Given data:
============================================================
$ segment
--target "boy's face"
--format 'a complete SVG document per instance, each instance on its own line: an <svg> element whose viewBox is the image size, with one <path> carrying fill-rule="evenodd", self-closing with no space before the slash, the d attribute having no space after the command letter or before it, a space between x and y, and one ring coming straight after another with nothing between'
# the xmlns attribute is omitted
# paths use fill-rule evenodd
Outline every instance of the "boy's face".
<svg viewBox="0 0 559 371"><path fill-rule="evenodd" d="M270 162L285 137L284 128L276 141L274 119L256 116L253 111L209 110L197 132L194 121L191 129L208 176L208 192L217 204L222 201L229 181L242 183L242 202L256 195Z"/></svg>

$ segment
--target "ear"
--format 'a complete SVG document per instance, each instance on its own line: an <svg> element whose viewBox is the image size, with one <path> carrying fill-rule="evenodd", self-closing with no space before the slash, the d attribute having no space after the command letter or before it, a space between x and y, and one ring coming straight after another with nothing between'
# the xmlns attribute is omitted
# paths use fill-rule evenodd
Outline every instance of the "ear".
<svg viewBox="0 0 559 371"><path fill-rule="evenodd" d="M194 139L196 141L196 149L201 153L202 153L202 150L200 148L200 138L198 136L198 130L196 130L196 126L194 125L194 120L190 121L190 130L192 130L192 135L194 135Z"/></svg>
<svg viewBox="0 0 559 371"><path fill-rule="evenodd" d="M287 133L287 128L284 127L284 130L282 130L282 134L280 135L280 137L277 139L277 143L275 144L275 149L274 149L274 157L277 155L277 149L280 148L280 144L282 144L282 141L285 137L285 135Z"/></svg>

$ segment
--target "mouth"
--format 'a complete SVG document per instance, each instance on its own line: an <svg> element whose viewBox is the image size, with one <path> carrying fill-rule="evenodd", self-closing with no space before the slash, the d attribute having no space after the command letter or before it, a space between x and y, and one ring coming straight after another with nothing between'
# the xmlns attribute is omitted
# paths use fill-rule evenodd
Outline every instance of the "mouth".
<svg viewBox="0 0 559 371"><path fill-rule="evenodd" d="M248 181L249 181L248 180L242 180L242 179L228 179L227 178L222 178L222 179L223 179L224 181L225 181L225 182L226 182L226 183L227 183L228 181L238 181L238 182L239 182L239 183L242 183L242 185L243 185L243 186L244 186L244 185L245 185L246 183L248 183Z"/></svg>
============================================================
Stated problem:
Update the records above by changing every "omitted" to "dropped", leaving everything else unchanged.

Exercise result:
$ segment
--target "boy's face"
--format 'a complete SVG document per instance, each instance on its own line: an <svg> element whose viewBox is the image size, with one <path> carrying fill-rule="evenodd", self-closing with no space before the slash, the d attribute having no space after the command letter or before it, a space between x and y, and one ring coming straight after another with nothing between'
# the xmlns attribute is dropped
# paths use fill-rule evenodd
Outline every instance of the "boy's face".
<svg viewBox="0 0 559 371"><path fill-rule="evenodd" d="M270 162L285 137L284 128L276 141L274 119L256 116L253 111L209 110L197 132L194 121L191 129L208 176L208 192L217 204L222 201L229 181L242 183L242 202L256 195Z"/></svg>

$ segment
--target "ear"
--format 'a complete SVG document per instance, each instance on its own line: an <svg> element whose viewBox is the image size, with one <path> carrying fill-rule="evenodd", self-closing with no space before the slash, the d attribute having no space after the command letter or before it, a space between x and y, and one ring coming straight after another with nothing between'
# the xmlns attribute is dropped
# paths use fill-rule evenodd
Outline every instance of the "ear".
<svg viewBox="0 0 559 371"><path fill-rule="evenodd" d="M194 139L196 141L196 149L201 153L202 153L202 150L200 148L200 138L198 136L198 130L196 130L196 126L194 125L194 120L190 121L190 130L192 130L192 135L194 135Z"/></svg>
<svg viewBox="0 0 559 371"><path fill-rule="evenodd" d="M287 133L287 128L284 127L284 130L282 130L282 134L280 135L280 137L277 139L277 143L275 144L275 149L274 149L274 157L277 155L277 149L280 148L280 144L282 144L282 141L285 137L285 135Z"/></svg>

$ segment
--target "mouth"
--format 'a complete SVG document per instance, each instance on its own line: an <svg> element whose viewBox is the image size, with one <path> carrying fill-rule="evenodd", self-closing with no space before the slash, the d attribute having no space after the command letter or before it, a space between x and y, and one ring coming straight after another with nothing between'
# the xmlns attribute is dropped
# paths use fill-rule evenodd
Outline every instance of the "mouth".
<svg viewBox="0 0 559 371"><path fill-rule="evenodd" d="M248 181L249 181L248 180L242 180L242 179L228 179L227 178L222 178L222 179L223 179L224 181L225 181L225 182L226 182L226 183L227 183L228 181L238 181L238 182L239 182L239 183L242 183L242 185L243 185L243 186L244 186L244 185L245 185L246 183L248 183Z"/></svg>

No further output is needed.